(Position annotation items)

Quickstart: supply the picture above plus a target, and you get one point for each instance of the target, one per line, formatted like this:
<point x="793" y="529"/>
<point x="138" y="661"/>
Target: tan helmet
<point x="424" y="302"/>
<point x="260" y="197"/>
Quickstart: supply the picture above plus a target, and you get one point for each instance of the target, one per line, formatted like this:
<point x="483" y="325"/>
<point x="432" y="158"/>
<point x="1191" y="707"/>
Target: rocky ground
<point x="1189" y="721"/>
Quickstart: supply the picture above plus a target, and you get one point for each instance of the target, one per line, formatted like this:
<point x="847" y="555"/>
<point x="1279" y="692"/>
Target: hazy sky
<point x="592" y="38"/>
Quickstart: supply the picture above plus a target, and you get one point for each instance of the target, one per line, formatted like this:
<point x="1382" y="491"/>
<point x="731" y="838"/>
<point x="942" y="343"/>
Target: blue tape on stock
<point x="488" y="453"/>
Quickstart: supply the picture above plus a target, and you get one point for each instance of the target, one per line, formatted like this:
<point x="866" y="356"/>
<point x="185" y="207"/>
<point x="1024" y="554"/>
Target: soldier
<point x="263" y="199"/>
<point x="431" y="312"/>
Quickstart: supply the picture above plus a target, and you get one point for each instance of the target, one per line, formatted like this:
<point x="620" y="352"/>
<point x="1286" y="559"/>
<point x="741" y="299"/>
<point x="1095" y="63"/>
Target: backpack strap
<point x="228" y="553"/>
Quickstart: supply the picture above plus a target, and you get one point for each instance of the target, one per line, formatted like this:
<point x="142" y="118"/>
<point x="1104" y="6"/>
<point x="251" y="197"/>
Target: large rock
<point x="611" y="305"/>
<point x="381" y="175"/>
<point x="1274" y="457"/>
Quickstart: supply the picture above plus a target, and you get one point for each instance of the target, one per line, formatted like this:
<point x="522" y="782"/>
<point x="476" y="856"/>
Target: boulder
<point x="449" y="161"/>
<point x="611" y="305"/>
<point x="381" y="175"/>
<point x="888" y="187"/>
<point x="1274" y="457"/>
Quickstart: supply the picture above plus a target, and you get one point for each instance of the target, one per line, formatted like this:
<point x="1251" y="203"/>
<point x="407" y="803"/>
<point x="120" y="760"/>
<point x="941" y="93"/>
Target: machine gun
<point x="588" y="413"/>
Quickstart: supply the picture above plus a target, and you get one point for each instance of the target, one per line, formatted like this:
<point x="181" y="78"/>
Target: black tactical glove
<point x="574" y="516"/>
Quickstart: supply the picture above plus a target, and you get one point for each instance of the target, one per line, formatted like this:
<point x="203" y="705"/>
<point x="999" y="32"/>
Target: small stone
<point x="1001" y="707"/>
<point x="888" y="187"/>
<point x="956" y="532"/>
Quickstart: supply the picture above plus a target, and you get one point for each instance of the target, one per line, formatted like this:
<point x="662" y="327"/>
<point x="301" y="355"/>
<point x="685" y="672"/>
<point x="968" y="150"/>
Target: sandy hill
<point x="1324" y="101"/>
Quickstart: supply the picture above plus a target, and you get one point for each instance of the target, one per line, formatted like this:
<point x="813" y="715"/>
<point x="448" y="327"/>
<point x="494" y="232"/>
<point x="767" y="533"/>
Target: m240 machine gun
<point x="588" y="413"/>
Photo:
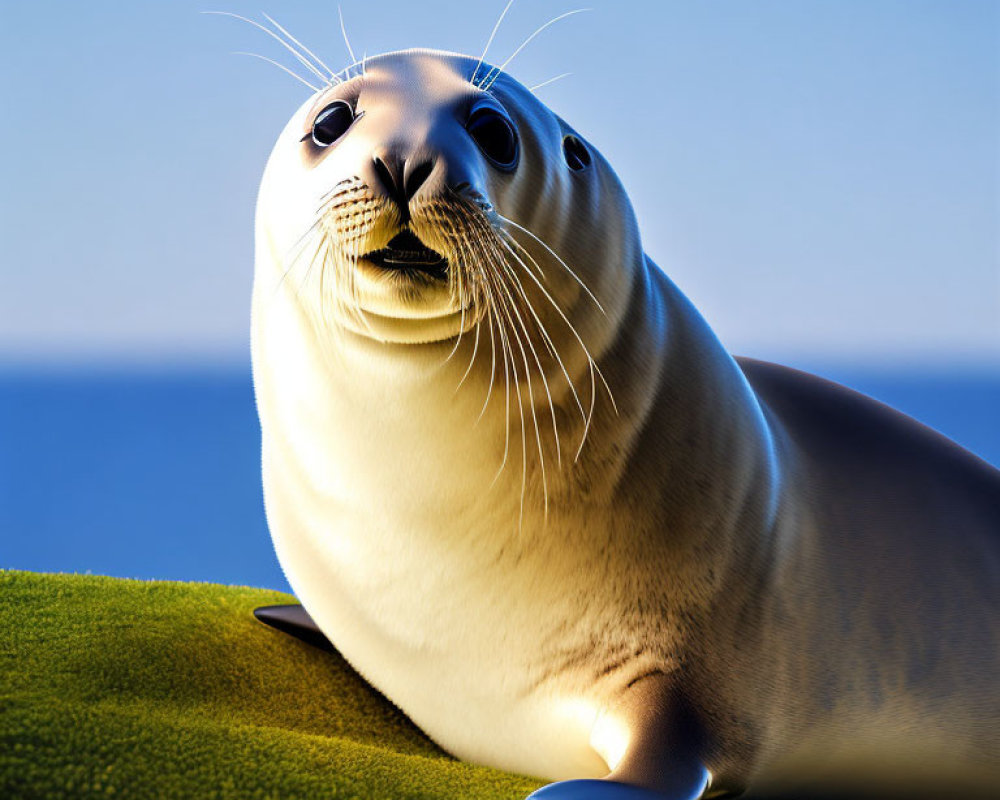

- What is expected
Identify every line in the items that contains the word "machine", and copy each of those lines.

- Response for this exercise
Target: machine gun
Target: m240 machine gun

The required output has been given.